■ GIVEN REQUEST:
Rewrite every line of the items below, requests included, and rescale each coordinate in the answers by a factor of 2.25, rounding to whole numbers with halves going up. Keep the numbers in the requests and sample points unchanged, and leave the pictures out.

■ DATA EXCERPTS:

begin

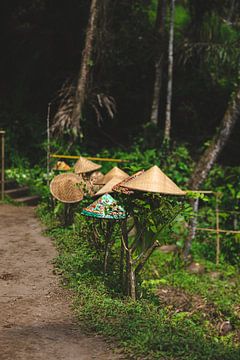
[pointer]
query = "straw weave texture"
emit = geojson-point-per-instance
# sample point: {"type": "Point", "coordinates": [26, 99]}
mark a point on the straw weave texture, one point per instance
{"type": "Point", "coordinates": [120, 187]}
{"type": "Point", "coordinates": [114, 172]}
{"type": "Point", "coordinates": [107, 188]}
{"type": "Point", "coordinates": [61, 165]}
{"type": "Point", "coordinates": [84, 165]}
{"type": "Point", "coordinates": [67, 188]}
{"type": "Point", "coordinates": [154, 180]}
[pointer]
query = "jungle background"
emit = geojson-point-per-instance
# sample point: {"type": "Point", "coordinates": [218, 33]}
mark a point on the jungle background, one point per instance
{"type": "Point", "coordinates": [151, 82]}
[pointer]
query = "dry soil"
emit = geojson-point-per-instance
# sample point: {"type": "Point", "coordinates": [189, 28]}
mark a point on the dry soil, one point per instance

end

■ RESULT OF THIS TASK:
[pointer]
query = "straw weave texture"
emit = geojson-point-per-instance
# sample point: {"type": "Point", "coordinates": [26, 99]}
mark a point on the straw weave texture, one point per instance
{"type": "Point", "coordinates": [270, 421]}
{"type": "Point", "coordinates": [257, 387]}
{"type": "Point", "coordinates": [241, 423]}
{"type": "Point", "coordinates": [137, 371]}
{"type": "Point", "coordinates": [189, 371]}
{"type": "Point", "coordinates": [151, 423]}
{"type": "Point", "coordinates": [347, 405]}
[pointer]
query = "jungle background"
emit = geojson-point-per-instance
# sample point: {"type": "Point", "coordinates": [218, 33]}
mark a point on the jungle background, one point per instance
{"type": "Point", "coordinates": [340, 185]}
[pointer]
query = "dry soil"
emit = geojson-point-per-instance
# sample point: {"type": "Point", "coordinates": [189, 28]}
mark a point on the dry soil, one point per instance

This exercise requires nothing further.